Excerpt provided
= = = =
Congrats! I'm stuck with an incubator here but someday hope my girls will go broody too. I'm told they do the job right!


----------



## 7chicks (Jun 29, 2012)

Awww. Precious! Congratulations on your sweet new addition.


----------



## geminicowgirl (Sep 20, 2012)

Egg number to has started. There are 4 total. 2 Ameraucana eggs and 2 banty eggs. I had no idea it was this exciting. I was dreing about them all night haha


----------



## geminicowgirl (Sep 20, 2012)

Both banty eggs have not hatched but there is life in them, thinking they may be delayed a bit. Maybe by a couple days.... Is that bad?


----------



## fuzziebutt (Aug 7, 2012)

Give them a couple days, they should hatch. Cute chick, congrats on the hatch!!!


----------



## Energyvet (Jul 25, 2012)

Happy happy! Good for you!


----------



## geminicowgirl (Sep 20, 2012)

UPDATE... Successfully hatched egg 3 in my cleavage... Yes you read that right. Thought egg 4 was dead when I candled it. Warmed it up with warm water and washed it and it miraculously started moving. Should peep in a few hours. Happiest chicken mom on earth this moment


----------



## geminicowgirl (Sep 20, 2012)

Egg 4 has died. Momma hen refused to set on it so I kept it in my incubator and I candled it saw lots of movement but an hour later the movement stopped. My instincts told me to help it out the hour prior but I didn't. Thinking back I should have but helping an egg hatch is so frowned upon. Poor little one was working on the wrong end, I suspected this but still ignored my gut. I am devastated and feel silly for being this sad. It was a beautiful grey banty Cochin just like his momma


----------
= = = =
Stated task A
Filter the records down to the lines containing the string "light", and copy each of those lines.

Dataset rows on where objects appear
= = = =
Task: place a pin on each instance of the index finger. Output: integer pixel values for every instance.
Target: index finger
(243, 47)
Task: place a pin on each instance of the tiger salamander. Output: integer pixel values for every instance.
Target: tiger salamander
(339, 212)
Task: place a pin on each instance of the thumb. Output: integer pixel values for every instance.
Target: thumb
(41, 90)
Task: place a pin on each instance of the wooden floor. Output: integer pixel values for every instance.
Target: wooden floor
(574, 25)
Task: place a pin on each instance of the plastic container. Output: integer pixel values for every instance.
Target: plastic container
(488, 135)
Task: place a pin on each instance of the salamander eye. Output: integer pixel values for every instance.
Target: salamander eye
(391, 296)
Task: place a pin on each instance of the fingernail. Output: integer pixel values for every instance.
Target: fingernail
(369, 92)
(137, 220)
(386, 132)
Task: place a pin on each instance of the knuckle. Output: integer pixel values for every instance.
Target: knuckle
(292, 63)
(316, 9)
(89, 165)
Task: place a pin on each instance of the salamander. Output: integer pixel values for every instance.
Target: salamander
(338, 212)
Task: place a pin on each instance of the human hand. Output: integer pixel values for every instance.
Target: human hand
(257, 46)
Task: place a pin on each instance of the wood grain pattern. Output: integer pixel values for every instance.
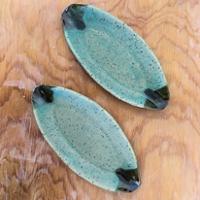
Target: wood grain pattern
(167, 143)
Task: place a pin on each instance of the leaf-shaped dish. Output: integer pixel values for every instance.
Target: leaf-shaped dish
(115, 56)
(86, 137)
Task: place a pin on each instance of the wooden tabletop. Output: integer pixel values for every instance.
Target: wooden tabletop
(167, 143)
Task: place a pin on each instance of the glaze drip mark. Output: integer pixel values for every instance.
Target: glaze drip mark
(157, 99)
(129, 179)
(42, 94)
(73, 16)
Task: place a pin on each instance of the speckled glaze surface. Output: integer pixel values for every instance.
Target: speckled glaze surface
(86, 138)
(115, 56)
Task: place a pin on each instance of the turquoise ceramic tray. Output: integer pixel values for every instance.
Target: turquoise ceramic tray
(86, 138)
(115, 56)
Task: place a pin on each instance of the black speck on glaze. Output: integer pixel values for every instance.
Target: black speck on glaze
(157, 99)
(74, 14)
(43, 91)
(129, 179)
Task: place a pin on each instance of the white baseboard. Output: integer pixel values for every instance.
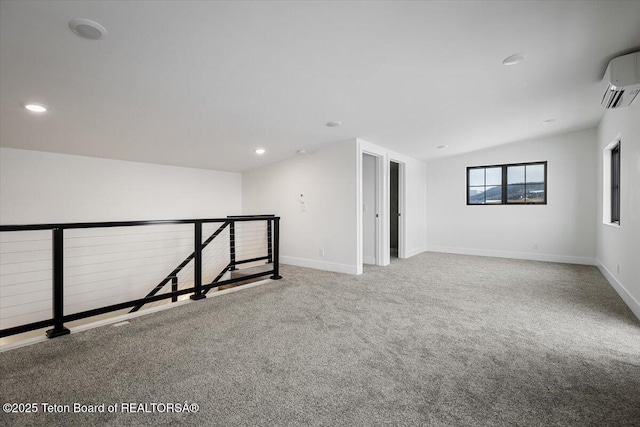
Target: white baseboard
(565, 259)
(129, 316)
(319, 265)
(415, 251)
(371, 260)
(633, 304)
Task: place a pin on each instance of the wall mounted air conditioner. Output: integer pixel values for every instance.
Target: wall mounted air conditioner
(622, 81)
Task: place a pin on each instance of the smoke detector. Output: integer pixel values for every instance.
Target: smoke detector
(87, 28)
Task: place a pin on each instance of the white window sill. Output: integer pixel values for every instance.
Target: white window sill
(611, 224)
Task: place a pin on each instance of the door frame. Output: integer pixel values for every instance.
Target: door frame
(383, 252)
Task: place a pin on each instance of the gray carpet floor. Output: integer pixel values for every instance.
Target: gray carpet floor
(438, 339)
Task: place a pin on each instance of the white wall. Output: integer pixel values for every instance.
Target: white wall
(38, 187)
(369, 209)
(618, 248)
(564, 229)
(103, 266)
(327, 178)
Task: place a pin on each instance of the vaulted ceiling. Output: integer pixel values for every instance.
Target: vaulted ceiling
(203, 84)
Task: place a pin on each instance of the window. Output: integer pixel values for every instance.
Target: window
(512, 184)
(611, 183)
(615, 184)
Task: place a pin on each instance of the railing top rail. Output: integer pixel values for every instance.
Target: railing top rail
= = = =
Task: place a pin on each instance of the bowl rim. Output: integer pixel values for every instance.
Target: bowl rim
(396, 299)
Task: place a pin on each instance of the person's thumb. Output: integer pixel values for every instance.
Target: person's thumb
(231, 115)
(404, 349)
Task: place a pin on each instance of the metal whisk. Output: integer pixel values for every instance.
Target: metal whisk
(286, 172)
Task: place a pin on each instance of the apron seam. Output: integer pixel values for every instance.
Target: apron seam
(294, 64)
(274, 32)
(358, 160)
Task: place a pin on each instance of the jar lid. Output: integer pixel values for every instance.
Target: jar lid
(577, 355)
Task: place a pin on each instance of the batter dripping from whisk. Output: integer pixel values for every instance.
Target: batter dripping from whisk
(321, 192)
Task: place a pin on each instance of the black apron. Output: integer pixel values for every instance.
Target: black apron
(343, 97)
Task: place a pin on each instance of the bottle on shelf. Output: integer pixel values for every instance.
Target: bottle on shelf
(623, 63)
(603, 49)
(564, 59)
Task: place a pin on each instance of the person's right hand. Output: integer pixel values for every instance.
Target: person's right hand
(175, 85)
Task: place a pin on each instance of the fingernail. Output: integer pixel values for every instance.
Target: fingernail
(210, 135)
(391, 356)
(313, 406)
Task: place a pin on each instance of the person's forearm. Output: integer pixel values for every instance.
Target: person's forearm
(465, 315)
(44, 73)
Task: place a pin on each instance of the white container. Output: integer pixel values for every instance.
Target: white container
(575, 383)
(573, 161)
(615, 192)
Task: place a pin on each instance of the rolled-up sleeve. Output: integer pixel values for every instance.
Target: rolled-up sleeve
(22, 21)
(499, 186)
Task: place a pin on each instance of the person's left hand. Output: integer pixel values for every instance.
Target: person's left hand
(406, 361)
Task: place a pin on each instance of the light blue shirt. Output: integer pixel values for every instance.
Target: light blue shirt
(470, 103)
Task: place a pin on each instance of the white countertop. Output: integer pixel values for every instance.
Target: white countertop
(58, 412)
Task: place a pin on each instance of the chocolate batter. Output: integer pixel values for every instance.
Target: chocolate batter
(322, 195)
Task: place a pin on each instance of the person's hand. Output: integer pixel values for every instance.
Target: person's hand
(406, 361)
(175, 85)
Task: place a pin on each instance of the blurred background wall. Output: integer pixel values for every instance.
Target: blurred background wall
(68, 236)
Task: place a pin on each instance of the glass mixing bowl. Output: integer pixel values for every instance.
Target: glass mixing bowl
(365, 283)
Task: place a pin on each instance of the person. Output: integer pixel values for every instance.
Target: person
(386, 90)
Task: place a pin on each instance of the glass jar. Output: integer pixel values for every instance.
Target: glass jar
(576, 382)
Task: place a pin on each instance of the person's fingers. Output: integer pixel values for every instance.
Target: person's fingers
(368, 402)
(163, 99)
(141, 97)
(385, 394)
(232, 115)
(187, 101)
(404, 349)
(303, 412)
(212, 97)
= = = =
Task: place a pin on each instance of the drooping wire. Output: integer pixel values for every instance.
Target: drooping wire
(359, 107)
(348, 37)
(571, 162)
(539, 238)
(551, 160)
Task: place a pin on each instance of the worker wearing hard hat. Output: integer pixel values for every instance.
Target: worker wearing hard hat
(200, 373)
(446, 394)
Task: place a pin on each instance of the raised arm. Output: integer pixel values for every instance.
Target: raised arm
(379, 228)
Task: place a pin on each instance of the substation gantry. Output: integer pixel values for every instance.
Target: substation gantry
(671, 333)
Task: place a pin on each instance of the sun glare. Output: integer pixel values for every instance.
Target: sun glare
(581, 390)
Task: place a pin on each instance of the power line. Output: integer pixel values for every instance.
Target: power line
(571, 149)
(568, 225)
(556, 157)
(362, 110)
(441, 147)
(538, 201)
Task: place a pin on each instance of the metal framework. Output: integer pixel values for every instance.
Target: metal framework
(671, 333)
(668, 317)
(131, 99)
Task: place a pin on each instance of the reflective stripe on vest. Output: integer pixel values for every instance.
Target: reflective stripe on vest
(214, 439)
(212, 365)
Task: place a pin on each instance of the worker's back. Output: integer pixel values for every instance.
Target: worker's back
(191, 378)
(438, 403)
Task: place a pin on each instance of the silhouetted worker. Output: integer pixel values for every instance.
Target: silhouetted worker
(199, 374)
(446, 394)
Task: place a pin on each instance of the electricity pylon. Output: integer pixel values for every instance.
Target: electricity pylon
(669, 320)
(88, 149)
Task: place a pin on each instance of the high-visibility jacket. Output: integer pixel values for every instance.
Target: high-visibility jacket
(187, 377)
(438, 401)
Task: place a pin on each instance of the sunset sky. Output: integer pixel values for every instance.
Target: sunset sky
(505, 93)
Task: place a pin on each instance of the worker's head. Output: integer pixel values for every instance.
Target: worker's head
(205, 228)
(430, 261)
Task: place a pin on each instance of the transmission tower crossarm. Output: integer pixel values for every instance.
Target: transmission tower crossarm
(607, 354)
= = = =
Stated task B
Please pull out the passage of the egg-hatching thread starting with "## fuzziebutt (Aug" and going on through "Good for you!", copied word for word.

Written response A
Task: place a pin on each instance of the light blue shirt. Output: integer pixel values for every instance.
Target: light blue shirt

Written response B
## fuzziebutt (Aug 7, 2012)

Give them a couple days, they should hatch. Cute chick, congrats on the hatch!!!


----------



## Energyvet (Jul 25, 2012)

Happy happy! Good for you!